(Dataset excerpts on object pointing)
>>
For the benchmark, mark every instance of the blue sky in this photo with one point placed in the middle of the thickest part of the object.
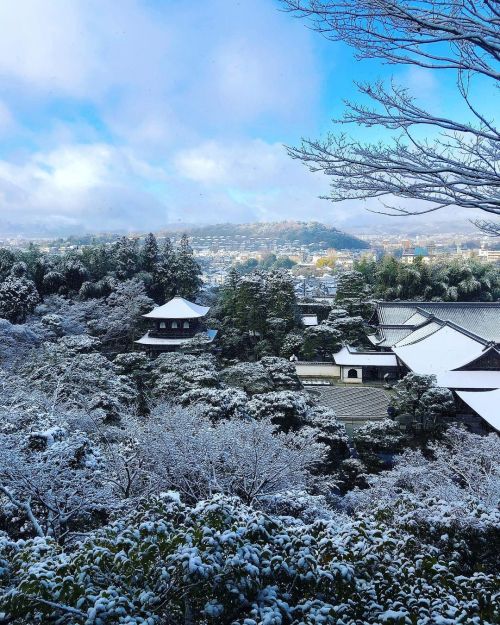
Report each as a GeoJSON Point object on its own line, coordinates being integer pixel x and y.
{"type": "Point", "coordinates": [134, 114]}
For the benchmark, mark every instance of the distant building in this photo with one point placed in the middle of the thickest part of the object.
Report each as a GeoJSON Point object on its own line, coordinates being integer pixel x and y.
{"type": "Point", "coordinates": [173, 325]}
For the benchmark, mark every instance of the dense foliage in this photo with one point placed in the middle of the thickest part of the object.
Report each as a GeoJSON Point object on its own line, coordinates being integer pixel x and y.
{"type": "Point", "coordinates": [221, 562]}
{"type": "Point", "coordinates": [203, 488]}
{"type": "Point", "coordinates": [449, 281]}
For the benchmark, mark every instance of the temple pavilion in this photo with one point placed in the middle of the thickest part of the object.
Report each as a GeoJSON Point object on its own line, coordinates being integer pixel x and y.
{"type": "Point", "coordinates": [173, 325]}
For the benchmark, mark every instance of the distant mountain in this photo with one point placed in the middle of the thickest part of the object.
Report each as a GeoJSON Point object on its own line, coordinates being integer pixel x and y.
{"type": "Point", "coordinates": [312, 233]}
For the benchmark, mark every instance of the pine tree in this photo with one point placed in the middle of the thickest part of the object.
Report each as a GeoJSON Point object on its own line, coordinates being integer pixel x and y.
{"type": "Point", "coordinates": [188, 271]}
{"type": "Point", "coordinates": [149, 253]}
{"type": "Point", "coordinates": [126, 258]}
{"type": "Point", "coordinates": [164, 273]}
{"type": "Point", "coordinates": [280, 297]}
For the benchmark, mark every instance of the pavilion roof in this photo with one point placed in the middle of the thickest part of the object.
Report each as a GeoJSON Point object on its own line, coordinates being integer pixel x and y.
{"type": "Point", "coordinates": [485, 404]}
{"type": "Point", "coordinates": [444, 349]}
{"type": "Point", "coordinates": [480, 318]}
{"type": "Point", "coordinates": [178, 308]}
{"type": "Point", "coordinates": [347, 356]}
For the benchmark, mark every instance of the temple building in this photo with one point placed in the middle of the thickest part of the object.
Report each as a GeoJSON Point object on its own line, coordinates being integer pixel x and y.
<<
PROBLEM REQUIREMENTS:
Copy out every row above, from the one containing "For the benchmark, mark every instance of the distant mountain" down through the last row, keeping both ends and changing nothing.

OUTPUT OF THE TASK:
For the benchmark, mark every instance of the distant mountain in this photo with one point placed in the middle of the thickest part of the object.
Report each as a GeoJSON Point object on its own line, coordinates being integer pixel x and y.
{"type": "Point", "coordinates": [312, 233]}
For the benchmark, mark every instance of the pine tree in this photo with one point placed in the middle of the thickest part of the object.
Report each as a GeoJSON Point object on its own line, coordinates being integer pixel x and y.
{"type": "Point", "coordinates": [188, 271]}
{"type": "Point", "coordinates": [149, 253]}
{"type": "Point", "coordinates": [126, 258]}
{"type": "Point", "coordinates": [164, 273]}
{"type": "Point", "coordinates": [280, 297]}
For the benchmark, mark every instance of the pavilion roof in this photo with one point placed in the middle of the thickest part of the object.
Report each as a GeoJSON Point object on its own line, coordinates being integer pixel x and y.
{"type": "Point", "coordinates": [485, 404]}
{"type": "Point", "coordinates": [444, 349]}
{"type": "Point", "coordinates": [480, 318]}
{"type": "Point", "coordinates": [178, 308]}
{"type": "Point", "coordinates": [347, 356]}
For the benchmark, mark every instance of the temple building in this photo with one point placed in the middle of the thickest part of the object.
Report each as a GeoJSON Point object on its own line, coordinates being integer pixel x and y.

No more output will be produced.